**WHAT THE TASK REQUIRES**
Which lines in the items below contain the string "exposed"? Show every such line in full, treating uppercase and lowercase as different.

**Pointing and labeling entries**
start

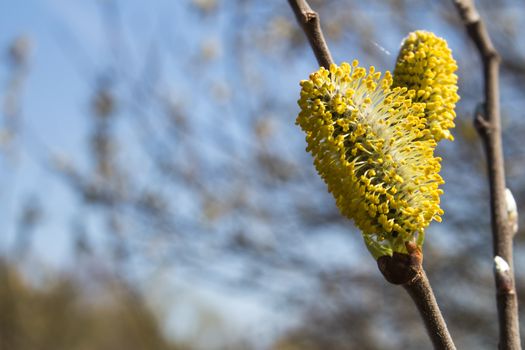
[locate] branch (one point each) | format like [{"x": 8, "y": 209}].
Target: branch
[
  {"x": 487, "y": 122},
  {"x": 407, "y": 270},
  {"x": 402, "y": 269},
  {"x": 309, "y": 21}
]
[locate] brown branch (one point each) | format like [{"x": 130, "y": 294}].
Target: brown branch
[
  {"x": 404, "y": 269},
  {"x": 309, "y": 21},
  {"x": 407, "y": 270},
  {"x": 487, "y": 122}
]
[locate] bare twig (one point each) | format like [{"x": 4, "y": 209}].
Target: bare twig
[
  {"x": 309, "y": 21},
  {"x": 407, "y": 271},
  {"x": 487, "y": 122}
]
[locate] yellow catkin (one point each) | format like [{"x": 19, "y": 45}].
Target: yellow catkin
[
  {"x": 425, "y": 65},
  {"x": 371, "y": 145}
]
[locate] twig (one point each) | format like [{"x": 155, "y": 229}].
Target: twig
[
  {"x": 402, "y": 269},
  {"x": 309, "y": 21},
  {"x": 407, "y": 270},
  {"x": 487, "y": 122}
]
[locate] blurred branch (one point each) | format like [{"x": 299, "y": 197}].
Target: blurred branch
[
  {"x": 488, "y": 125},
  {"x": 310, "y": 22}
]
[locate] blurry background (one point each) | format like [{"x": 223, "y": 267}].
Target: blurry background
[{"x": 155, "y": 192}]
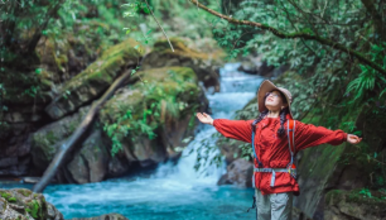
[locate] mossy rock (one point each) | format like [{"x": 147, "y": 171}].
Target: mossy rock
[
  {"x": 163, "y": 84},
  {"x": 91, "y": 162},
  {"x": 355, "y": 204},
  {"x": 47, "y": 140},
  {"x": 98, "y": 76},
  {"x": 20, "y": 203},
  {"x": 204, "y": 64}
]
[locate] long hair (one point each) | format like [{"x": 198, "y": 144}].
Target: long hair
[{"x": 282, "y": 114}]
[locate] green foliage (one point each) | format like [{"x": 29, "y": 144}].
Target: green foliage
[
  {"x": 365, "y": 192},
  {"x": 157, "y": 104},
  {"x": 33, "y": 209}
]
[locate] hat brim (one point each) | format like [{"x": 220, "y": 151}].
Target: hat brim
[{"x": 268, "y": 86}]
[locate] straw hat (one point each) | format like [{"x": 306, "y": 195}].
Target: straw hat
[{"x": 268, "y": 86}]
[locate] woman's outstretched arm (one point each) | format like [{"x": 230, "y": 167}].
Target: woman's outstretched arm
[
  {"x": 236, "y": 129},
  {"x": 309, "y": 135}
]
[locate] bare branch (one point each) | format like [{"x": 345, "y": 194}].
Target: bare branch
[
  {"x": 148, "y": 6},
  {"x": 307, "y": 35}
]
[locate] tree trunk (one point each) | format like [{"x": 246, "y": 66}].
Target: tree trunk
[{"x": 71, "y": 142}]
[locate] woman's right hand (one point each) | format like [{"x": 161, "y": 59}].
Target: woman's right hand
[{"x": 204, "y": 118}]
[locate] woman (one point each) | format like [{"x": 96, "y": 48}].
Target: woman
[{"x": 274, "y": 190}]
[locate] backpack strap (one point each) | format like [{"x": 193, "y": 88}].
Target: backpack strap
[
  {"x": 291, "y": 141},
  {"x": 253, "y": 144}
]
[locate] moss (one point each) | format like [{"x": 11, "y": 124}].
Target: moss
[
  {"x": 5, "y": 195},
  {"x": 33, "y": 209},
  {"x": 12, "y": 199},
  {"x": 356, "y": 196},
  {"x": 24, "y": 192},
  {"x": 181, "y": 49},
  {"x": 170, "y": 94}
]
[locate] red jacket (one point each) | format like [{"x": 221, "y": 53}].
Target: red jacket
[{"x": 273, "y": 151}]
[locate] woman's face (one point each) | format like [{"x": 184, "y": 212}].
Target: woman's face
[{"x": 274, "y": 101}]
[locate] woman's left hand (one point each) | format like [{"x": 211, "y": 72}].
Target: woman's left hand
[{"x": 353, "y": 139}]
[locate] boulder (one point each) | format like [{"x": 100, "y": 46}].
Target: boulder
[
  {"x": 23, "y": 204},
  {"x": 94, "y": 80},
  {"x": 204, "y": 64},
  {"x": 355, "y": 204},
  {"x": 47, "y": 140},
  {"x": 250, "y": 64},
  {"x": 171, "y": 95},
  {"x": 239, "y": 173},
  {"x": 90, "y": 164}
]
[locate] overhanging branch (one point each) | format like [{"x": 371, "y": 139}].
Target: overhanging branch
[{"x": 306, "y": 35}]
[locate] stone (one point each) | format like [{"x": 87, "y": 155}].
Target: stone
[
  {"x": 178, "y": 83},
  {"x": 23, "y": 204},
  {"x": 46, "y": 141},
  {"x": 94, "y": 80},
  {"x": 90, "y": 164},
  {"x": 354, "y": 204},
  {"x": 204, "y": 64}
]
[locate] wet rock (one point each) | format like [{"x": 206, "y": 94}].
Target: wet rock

end
start

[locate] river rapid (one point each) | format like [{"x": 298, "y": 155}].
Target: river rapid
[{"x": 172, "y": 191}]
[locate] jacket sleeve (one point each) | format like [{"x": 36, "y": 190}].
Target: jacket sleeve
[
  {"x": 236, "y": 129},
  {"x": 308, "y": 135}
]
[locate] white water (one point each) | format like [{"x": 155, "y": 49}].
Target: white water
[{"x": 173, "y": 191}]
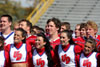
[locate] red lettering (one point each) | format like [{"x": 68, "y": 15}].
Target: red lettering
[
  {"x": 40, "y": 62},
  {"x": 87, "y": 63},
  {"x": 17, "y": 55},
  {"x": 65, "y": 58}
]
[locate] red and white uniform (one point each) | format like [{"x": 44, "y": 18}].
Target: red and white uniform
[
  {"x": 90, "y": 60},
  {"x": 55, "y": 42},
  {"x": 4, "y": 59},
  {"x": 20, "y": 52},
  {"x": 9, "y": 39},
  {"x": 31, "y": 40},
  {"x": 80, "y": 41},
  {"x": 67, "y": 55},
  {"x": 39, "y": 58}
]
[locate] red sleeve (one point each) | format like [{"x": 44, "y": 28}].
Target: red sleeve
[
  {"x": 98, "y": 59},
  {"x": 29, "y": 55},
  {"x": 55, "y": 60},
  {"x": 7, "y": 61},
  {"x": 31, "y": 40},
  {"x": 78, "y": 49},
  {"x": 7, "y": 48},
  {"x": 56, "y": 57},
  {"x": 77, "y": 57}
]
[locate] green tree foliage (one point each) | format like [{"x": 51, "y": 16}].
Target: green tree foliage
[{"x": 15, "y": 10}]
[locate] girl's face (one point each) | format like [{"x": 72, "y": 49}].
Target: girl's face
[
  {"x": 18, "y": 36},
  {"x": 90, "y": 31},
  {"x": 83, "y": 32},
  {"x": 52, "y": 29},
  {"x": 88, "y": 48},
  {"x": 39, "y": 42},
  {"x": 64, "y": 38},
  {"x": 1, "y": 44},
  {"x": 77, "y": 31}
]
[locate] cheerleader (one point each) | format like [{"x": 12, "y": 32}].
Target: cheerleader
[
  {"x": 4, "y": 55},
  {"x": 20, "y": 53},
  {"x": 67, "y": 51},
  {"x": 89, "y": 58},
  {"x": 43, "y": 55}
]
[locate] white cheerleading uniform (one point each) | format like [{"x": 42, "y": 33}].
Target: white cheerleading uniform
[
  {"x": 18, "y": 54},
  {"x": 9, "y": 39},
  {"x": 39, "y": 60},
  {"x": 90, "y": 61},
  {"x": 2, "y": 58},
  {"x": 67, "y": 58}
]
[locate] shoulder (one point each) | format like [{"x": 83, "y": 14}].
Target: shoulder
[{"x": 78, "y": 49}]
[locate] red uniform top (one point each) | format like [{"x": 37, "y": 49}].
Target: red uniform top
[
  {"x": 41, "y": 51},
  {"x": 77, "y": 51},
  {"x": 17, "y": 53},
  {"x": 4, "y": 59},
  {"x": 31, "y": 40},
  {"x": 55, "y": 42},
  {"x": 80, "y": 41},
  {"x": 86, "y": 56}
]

end
start

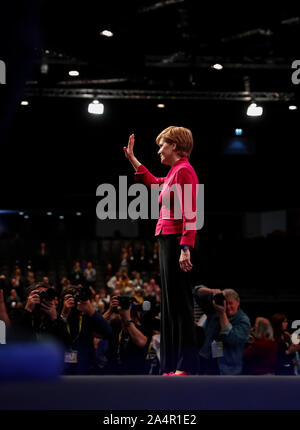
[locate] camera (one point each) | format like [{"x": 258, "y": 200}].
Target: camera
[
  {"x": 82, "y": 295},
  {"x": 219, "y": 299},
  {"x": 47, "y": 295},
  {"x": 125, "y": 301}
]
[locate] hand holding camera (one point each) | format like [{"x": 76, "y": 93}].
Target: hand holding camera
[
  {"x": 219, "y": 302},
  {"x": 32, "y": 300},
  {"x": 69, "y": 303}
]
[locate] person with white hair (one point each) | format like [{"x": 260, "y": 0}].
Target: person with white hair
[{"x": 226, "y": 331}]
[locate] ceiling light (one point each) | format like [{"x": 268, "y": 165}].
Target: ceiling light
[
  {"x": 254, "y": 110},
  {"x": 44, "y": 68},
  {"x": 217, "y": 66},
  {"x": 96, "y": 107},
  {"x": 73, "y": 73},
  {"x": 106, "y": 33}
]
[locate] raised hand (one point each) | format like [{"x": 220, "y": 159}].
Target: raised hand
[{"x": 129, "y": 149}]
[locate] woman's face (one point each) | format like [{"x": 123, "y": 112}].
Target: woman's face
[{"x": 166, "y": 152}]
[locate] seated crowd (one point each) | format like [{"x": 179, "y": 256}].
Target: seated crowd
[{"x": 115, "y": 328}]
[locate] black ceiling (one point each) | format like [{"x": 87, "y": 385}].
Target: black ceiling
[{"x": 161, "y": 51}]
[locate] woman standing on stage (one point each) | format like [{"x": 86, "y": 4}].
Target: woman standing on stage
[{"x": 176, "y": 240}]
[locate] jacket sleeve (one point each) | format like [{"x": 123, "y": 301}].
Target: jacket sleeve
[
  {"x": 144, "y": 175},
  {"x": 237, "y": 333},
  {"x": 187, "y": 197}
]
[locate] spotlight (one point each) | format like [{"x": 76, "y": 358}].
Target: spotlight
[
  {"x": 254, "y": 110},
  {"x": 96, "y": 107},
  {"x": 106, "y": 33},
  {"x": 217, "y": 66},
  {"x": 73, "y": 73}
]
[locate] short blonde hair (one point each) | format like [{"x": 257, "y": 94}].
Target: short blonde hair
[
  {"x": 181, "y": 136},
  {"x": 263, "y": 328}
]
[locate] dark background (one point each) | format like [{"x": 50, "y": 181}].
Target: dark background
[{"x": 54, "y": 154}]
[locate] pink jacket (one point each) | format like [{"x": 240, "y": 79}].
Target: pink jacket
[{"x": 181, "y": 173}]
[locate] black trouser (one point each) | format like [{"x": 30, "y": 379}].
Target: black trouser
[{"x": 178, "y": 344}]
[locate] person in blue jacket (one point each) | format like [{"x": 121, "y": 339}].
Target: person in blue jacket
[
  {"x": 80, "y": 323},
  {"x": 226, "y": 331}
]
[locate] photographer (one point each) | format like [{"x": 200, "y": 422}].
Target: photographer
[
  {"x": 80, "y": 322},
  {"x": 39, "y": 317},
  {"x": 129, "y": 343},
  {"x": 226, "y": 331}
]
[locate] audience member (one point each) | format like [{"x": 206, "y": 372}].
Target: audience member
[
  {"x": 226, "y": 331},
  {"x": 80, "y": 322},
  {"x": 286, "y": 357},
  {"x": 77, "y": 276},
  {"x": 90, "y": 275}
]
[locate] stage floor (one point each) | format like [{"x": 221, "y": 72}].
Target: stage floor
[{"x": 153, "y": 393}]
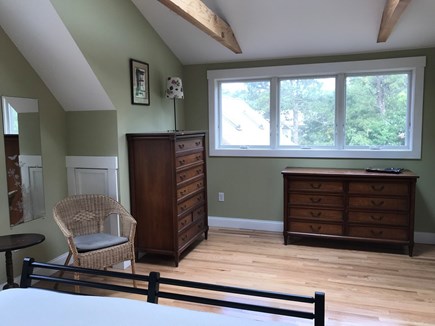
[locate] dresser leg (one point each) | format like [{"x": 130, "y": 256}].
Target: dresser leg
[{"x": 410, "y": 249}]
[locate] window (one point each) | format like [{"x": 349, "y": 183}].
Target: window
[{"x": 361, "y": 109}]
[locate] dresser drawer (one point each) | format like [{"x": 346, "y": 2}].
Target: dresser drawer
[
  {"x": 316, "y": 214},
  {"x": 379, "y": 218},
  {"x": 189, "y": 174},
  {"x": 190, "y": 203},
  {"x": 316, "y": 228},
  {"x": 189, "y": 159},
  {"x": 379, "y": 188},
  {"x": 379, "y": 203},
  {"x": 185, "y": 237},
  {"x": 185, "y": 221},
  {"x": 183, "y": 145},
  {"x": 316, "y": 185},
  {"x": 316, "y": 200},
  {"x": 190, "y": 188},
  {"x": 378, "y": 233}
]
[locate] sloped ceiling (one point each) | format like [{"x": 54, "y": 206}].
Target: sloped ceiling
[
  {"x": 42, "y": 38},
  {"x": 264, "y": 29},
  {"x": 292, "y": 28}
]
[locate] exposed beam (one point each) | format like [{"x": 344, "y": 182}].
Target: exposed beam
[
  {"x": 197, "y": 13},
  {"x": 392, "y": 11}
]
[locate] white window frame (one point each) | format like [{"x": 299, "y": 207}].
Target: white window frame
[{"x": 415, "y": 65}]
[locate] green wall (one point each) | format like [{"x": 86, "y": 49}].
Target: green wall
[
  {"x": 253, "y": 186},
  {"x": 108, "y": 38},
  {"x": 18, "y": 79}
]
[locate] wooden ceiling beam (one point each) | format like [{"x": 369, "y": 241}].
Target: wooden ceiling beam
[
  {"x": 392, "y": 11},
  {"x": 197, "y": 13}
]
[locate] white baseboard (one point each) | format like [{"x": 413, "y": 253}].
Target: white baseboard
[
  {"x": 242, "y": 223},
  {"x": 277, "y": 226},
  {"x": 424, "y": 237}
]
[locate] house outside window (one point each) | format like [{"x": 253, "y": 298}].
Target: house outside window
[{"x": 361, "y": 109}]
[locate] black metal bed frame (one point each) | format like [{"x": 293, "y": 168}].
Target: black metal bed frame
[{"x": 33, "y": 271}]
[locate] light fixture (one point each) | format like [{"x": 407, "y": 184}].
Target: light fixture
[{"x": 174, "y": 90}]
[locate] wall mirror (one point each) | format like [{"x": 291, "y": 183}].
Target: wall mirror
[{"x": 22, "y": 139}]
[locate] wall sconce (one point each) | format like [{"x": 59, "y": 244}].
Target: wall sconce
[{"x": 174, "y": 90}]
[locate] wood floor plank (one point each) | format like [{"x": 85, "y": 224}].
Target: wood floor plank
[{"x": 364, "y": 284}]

end

**EXERCISE RESPONSE**
[locate] exposed beam (one point each) | format like [{"x": 344, "y": 182}].
Target: exposed beam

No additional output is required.